*Aufgabenstellung 1:*
Beantworten Sie anhand des Textes über die Trennung von Anzeige und Redaktion folgende Fragen:
(a) Welche Messeorte werden genannt?
(b) Welche Farbe hatten die Stühle und Tische bei den Treffen?
(c) Worüber wurde bei den Treffen mit den Journalist*innen gesprochen?
*Aufgabenstellung 2:*
Setzen Sie den Text über die Trennung von Anzeige und Redaktion im Anschluss an seinen letzten Satz fort.

*Ausgewählter Textauszug:*

========================================================================

Anzeige vs. redaktioneller Inhalt: Darum ist die Trennung so wichtig

Hat dir schon mal ein Magazin einen redaktionellen Bericht gegen Bezahlung angeboten? Finger weg von solchen Deals! Warum, erfährst du hier.

Trennung von Anzeige und Redaktion: Symbolbild

Es gab eine Zeit in meinem Leben, da war ich als PR-Manager häufig auf Messen unterwegs: Las Vegas, Amsterdam, Unterschleißheim (liebe Grüße an meine Ex-Kollegin Betti an dieser Stelle!). Ich traf mich mit vielen, vielen Journalist*innen. Stunde für Stunde saßen ich ihnen auf klinisch-weißen Stühlen an ebenso weißen Tischen gegenüber.

Die Halogenstrahler über unseren Köpfen warfen ihr grelles Licht auf uns, der Messelärm und das Klirren der Kaffeetassen drangen dumpf durch die dünnen Wände und machten unsere Stimmen heiser, wir sprachen über die neuen Produkte meines damaligen Arbeitgebers und „loteten“ Möglichkeiten der Zusammenarbeit aus.

========================================================================

(In einem Datensatz aufgeführte Einträge)

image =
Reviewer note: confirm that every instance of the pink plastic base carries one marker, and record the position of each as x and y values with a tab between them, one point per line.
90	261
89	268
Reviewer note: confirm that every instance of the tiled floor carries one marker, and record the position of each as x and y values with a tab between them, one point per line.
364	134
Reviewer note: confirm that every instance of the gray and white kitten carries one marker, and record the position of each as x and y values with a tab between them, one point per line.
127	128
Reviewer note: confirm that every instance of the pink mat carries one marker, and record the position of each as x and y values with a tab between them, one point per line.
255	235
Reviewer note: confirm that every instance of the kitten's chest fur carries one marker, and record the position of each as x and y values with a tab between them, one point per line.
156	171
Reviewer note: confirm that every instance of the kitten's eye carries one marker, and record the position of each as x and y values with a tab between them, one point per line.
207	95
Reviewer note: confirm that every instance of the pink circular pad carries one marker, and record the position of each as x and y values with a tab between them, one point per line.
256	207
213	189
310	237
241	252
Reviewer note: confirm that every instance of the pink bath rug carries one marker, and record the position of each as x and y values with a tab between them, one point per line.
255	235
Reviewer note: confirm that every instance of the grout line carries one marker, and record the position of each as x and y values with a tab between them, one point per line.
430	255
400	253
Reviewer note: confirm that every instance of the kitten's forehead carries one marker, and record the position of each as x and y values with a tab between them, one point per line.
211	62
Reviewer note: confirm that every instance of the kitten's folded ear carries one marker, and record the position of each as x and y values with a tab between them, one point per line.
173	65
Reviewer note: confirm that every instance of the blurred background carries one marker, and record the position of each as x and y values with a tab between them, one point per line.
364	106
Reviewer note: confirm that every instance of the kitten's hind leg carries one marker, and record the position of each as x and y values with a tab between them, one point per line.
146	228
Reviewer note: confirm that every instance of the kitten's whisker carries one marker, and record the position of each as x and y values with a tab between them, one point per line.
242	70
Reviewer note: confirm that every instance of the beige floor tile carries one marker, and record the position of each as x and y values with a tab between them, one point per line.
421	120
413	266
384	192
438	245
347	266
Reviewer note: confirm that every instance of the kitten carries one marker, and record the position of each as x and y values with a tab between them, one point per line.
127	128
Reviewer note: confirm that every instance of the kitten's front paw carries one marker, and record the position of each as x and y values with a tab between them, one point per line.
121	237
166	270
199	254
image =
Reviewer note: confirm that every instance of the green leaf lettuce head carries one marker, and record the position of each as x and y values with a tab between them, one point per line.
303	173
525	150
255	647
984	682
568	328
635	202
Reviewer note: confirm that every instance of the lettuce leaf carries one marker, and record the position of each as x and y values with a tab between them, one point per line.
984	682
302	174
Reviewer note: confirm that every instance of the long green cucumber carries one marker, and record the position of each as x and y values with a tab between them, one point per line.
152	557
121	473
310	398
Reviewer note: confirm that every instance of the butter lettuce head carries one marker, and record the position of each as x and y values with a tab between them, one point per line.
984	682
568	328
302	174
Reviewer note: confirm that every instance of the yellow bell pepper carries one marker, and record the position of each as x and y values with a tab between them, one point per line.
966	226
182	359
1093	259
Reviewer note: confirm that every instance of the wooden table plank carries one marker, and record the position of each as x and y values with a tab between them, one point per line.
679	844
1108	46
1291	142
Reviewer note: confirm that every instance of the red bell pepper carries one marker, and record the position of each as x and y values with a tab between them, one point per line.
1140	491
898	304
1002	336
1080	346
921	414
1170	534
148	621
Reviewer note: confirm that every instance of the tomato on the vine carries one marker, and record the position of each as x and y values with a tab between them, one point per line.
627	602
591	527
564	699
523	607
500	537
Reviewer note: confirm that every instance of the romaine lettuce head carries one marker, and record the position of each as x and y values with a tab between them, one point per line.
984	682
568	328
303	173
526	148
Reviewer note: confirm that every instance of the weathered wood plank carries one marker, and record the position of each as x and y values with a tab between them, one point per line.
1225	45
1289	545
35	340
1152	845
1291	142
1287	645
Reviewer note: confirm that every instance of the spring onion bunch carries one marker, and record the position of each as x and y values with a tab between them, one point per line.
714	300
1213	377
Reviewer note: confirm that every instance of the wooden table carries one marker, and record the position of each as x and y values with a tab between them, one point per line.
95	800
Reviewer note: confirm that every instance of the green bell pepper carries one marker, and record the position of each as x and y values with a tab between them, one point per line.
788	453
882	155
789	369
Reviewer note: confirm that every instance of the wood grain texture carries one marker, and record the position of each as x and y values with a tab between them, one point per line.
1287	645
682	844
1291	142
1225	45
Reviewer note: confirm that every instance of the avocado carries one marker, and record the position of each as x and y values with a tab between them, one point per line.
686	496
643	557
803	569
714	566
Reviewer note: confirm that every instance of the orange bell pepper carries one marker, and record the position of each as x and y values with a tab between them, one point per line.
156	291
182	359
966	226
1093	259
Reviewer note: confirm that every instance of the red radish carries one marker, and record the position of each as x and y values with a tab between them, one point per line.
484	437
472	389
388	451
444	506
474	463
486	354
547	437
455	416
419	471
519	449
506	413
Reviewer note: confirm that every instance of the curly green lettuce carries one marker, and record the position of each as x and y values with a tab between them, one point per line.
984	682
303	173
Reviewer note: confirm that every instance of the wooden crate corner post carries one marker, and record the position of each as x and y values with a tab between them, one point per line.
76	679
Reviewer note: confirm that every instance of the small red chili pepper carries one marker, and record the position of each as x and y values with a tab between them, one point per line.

========================================================================

*Lösung 1:*
(a) Las Vegas, Amsterdam und Unterschleißheim.
(b) Sie waren weiß.
(c) Über die neuen Produkte des damaligen Arbeitgebers.

*Lösung 2:*
Auf einer dieser Messen wohnte ich einem Gespräch bei, in dessen Verlauf der Chefredakteur eines Branchenmagazins fast beiläufig den folgenden Satz fallen ließ: „Wissen Sie“, sagte er gut gelaunt, „das Schöne an unserem Magazin ist doch das: Anzeige oder redaktioneller Artikel – da machen wir keinen Unterschied, das ist bei uns alles das gleiche.“

Danach war das Gespräch, das eigentlich recht vielversprechend begonnen hatte, beendet, zumindest für mich. Mir war klar: Mit diesem Magazin würde ich niemals zusammenarbeiten.

(Wenn du jetzt gar nichts verstehst und der Meinung bist, dass ich vielleicht einfach mal hätte an die frische Luft gehen sollen zwischendurch: Du hast sicher recht – aber es lohnt sich für dich, weiterzulesen.)

Was war hier passiert?

Mit diesem einen Satz hatte sich der Chefredakteur geoutet.

Und zwar als jemand, der die Funktion von Medien in einer Demokratie entweder nicht verstanden hat (für einen Mann in seiner Position ist das schlimm) oder aber (noch schlimmer!) sie ganz bewusst ignoriert – und damit seine Leser*innen hinters Licht führt.

Die Trennung zwischen Anzeige und redaktionellem Beitrag, zwischen Werbung und PR, ist immens wichtig. Wer das nicht versteht, hat in der Medienbranche nichts verloren.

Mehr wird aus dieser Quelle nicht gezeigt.